▶ _EXERCISE DESCRIPTION_
What you return must match the listing below exactly, minus any pictures.

▶ _PROVIDED RECORDS_
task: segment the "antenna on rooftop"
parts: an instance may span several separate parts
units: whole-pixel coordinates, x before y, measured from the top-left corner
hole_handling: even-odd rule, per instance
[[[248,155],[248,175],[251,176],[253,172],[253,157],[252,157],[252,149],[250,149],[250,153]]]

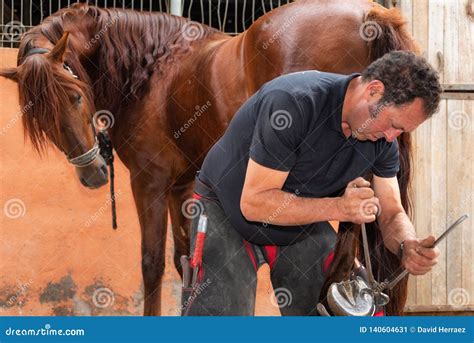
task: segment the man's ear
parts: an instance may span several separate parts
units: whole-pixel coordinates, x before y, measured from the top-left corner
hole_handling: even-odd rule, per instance
[[[3,69],[0,69],[0,76],[6,77],[7,79],[18,82],[17,68],[3,68]]]
[[[370,96],[381,96],[385,91],[385,86],[382,81],[372,80],[367,84],[366,89]]]
[[[64,32],[53,50],[49,53],[49,57],[58,63],[64,63],[64,53],[66,52],[69,32]]]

▶ _SOLUTION TO THE PROBLEM_
task: segment the "antenna on rooftop"
parts: an instance may span several separate parts
units: whole-pixel coordinates, x before y, measured from the top-left corner
hole_handling: even-odd rule, per instance
[[[248,155],[248,175],[251,176],[253,172],[253,157],[252,157],[252,149],[250,149],[250,153]]]

task: segment the man's ear
parts: an instance may span several separate parts
units: whole-pixel coordinates, x before y, measured from the top-left corner
hole_handling: even-odd rule, per instance
[[[3,69],[0,69],[0,76],[6,77],[7,79],[18,82],[17,68],[3,68]]]
[[[370,96],[381,96],[385,91],[385,86],[382,81],[372,80],[367,84],[366,89]]]
[[[64,32],[53,50],[49,53],[49,57],[58,63],[64,63],[64,53],[66,52],[69,32]]]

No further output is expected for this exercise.